* _Your task_: Take the line containing "In this photo, point at the dark gray house, one" and every line after it to the end of the records, and put them into a JSON list of strings with one string per line, skipping blank lines.

* _Information supplied_:
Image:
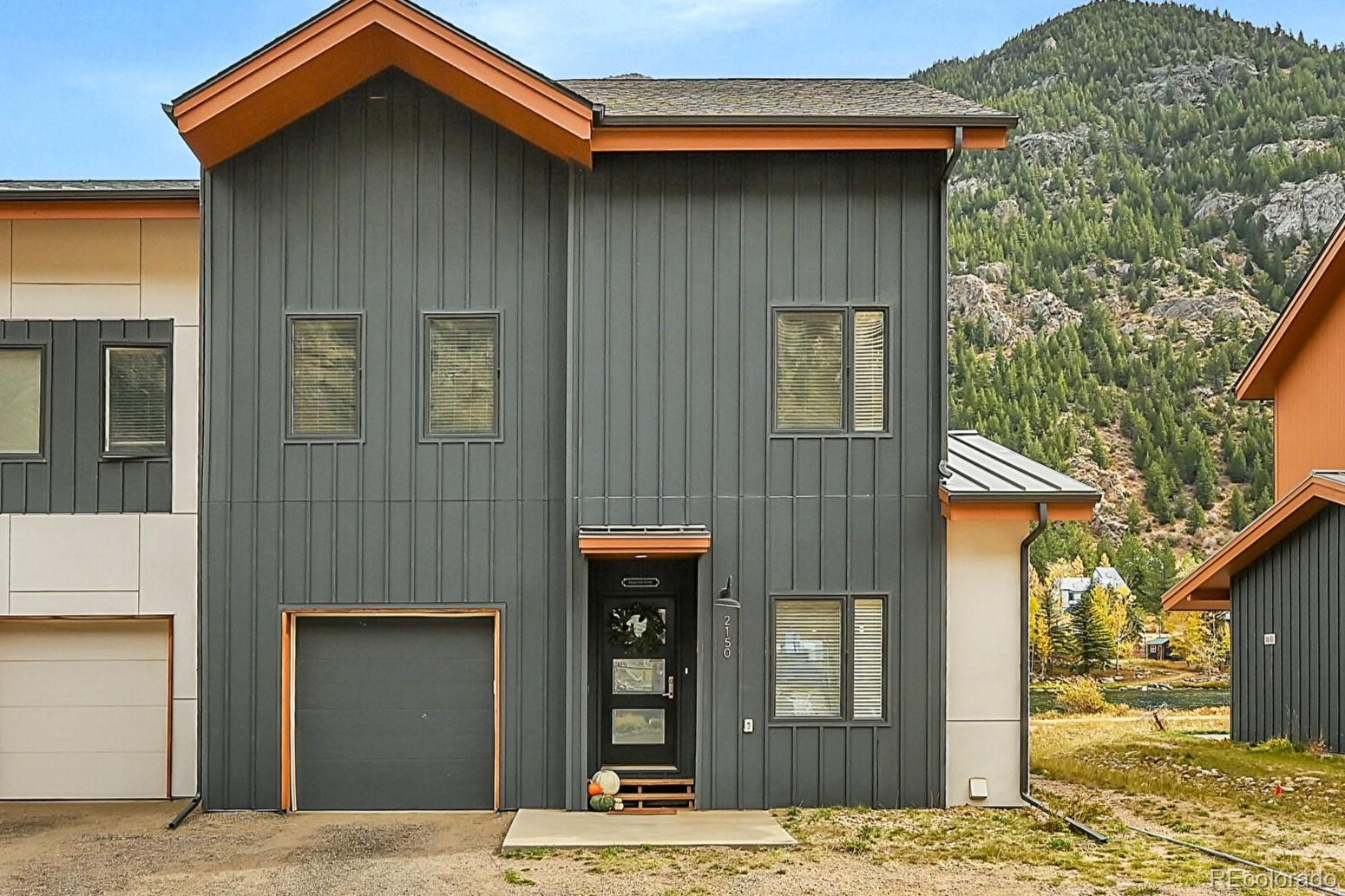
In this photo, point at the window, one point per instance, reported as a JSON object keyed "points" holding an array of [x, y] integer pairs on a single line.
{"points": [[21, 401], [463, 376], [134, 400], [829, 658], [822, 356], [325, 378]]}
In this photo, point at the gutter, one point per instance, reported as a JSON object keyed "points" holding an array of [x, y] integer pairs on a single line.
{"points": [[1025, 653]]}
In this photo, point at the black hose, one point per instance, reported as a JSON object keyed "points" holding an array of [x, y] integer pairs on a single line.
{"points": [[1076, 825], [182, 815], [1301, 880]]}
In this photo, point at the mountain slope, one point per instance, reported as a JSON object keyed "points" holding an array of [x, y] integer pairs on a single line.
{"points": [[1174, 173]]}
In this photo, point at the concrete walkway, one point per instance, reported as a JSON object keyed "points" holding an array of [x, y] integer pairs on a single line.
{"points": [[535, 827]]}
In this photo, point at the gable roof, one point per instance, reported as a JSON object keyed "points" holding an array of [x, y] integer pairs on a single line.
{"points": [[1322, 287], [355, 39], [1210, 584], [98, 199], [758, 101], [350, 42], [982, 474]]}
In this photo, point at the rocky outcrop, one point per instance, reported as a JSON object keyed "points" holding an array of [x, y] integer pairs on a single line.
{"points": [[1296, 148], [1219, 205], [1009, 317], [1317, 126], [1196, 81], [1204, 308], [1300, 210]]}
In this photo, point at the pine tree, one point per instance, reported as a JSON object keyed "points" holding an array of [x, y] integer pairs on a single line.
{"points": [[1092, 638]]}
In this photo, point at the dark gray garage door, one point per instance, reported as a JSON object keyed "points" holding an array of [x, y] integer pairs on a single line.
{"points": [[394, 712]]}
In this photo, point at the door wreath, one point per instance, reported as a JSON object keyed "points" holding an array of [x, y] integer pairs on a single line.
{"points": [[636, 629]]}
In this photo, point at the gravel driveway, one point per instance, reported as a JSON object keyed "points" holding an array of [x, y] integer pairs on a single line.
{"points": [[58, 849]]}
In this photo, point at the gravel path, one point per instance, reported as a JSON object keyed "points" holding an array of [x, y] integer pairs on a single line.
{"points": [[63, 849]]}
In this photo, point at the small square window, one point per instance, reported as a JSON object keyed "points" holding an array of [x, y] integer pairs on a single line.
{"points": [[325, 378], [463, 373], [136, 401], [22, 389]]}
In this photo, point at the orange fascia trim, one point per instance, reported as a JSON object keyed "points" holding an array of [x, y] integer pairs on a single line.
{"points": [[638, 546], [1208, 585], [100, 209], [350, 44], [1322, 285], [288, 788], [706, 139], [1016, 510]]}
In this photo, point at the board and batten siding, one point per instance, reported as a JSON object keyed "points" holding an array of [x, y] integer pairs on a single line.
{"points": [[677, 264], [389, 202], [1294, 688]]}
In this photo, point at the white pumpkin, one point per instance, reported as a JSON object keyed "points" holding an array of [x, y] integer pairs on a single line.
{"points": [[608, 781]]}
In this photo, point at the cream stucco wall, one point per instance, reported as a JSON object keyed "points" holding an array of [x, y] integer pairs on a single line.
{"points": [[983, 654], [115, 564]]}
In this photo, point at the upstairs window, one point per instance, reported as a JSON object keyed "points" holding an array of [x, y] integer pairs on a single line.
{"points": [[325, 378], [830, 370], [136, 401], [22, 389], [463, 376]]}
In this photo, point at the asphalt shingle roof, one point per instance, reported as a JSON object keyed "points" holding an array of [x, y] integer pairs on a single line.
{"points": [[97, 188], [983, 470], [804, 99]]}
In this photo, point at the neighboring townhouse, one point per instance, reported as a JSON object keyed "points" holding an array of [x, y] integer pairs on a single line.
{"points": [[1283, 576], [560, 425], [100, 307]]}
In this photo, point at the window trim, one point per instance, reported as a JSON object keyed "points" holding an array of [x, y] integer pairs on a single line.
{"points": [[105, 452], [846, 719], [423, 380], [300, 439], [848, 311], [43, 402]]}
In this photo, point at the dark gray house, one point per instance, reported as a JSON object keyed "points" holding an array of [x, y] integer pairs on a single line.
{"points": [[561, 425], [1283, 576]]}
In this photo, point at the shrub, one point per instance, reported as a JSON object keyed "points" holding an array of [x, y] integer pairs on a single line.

* _Written response_:
[
  "In this photo, point at the dark gray house, one point per instance, reported as a JSON object keyed \"points\" holding an array of [x, y] integer pairs on a single line.",
  "{\"points\": [[561, 425], [1283, 576]]}",
  "In this photo, point at the shrub, one point per instance, reported as a JSON object keyed \"points\" holding an array of [x, y] integer pairs on a single line."
]